* TASK REQUIREMENTS:
1. Read the article on the Republican effort to repeal the Affordable Care Act. For each statement (a) to (c), answer yes or no to whether it agrees with the article, and quote the article's exact words that decide it.
(a) The Republican Study Committee has about 170 conservative members.
(b) The draft health care plan became public through a release by Politico.
(c) Steve Scalise described the draft as legislation that GOP leaders planned to advance.
2. Carry on the article on the Republican effort to repeal the Affordable Care Act, starting after its last sentence.

____ PAGE TEXT

USA TODAY International Edition
Obamacare repeal a headache for GOP
Health care changes cause major split within the party, slowing efforts to end it
WASHINGTON Republicans have vowed for years to repeal the Affordable Care Act, but now that they have a GOP president asking for a repeal bill, a massive divide within the party threatens to derail the efforts.
The drama spilled out into the open following Politico’s release last week of a health care plan that House Republican leadership reportedly was drafting. The draft plan included at least a halfdozen components that proved toxic for various segments of the Republican Party.
Conservatives in the House are rebelling against the draft bill, and Majority Whip Steve Scalise, R- La., dismissed the legislation as an old draft that GOP leaders never intended to advance. But it is not clear what legislation will get enough support of House Republicans to pass and still have a chance of moving through the much less conservative U. S. Senate.
A core group of conservatives raised alarms on Monday and said they couldn’t vote for legislation because it relied on a “refundable tax credit” that would give people money in advance to buy health insurance. In theory, they’d pay the money back when they do their taxes, but conservatives worry it’ll end up turning into an entitlement program instead.
Rep. Mark Meadows, R- N. C., said that if Republicans introduced legislation similar to the draft, he wouldn’t vote for it. Meadows is chairman of the House Freedom Caucus, a group of roughly 40 hard- line conservatives who are not afraid to break with their party and have threatened to vote as a bloc to halt legislation in the past.
“In order to get it right, if we have to vote against a partial re- peal, a partial replacement, we believe that conservatives will understand that vote,” Meadows told USA TODAY.
Meadows was joined by Rep. Mark Walker of North Carolina, the chairman of the Republican Study Committee, a group of about 170 conservatives. Walker said he would advise his members to vote against the draft plan. Sens. Ted Cruz, R- Texas; Rand Paul, R- Ky.; and Mike Lee, R- Utah, also said they’d vote “no” on the legislation without changes.

________
____ PROVIDED DATA

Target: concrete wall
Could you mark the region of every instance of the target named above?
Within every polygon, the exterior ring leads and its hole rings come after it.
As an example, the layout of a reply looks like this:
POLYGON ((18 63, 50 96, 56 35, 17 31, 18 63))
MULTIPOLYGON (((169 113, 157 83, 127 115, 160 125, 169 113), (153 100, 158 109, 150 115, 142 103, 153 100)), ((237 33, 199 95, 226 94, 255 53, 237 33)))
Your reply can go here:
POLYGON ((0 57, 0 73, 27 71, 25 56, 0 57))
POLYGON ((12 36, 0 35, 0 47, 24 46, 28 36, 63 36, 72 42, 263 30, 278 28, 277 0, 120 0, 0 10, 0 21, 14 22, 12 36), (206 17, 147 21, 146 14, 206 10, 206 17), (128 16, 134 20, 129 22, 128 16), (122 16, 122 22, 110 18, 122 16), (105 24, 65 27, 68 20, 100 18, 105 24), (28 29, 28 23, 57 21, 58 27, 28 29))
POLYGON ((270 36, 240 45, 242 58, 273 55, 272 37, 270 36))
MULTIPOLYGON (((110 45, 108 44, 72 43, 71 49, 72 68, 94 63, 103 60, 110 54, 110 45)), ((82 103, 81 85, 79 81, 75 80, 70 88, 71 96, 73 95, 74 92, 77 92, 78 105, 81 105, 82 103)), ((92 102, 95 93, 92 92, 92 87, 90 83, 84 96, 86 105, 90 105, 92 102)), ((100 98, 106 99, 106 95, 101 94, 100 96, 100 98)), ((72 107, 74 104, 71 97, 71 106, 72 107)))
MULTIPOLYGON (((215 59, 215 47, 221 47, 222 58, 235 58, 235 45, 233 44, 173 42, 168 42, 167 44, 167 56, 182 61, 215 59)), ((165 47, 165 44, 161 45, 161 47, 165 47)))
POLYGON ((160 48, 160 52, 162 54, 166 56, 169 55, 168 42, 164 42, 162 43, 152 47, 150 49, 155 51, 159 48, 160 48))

________

* ANSWERS TO THE TASKS:
1.
(a) Yes: "the Republican Study Committee, a group of about 170 conservatives"
(b) Yes: "following Politico’s release last week of a health care plan"
(c) No: "dismissed the legislation as an old draft that GOP leaders never intended to advance"

2.
The conservatives have real power when they vote together because Republicans can lose no more than 20 votes in the House and two votes in the Senate and still pass a bill without Democratic support. No Democrats are expected to vote to repeal the health care law, so Republicans need every vote they can get.
Rep. Phil Roe, co- chairman of the GOP Doctor Caucus, had an opposing view of the tax credit. He said if the legislation doesn’t include it, people will ask ‘ what are you going to do about low- income people?’ ”
“If you don’t have any money it’s hard to buy something,” the Tennessee lawmaker told Bloomberg.
The tax credit is just one of an array of contentious issues for Obamacare replacement.
Freedom Caucus members have said they won’t vote for legislation unless it blocks federal funding for Planned Parenthood, the women’s health care provider that has become a lightning rod for anti- abortion activists. But Sen. Susan Collins, R- Maine, said she doesn’t “think it makes sense” to cut Planned Parenthood funding in the same legislation as the Obamacare repeal. Collins opposed a 2015 repeal bill because it defunded Planned Parenthood.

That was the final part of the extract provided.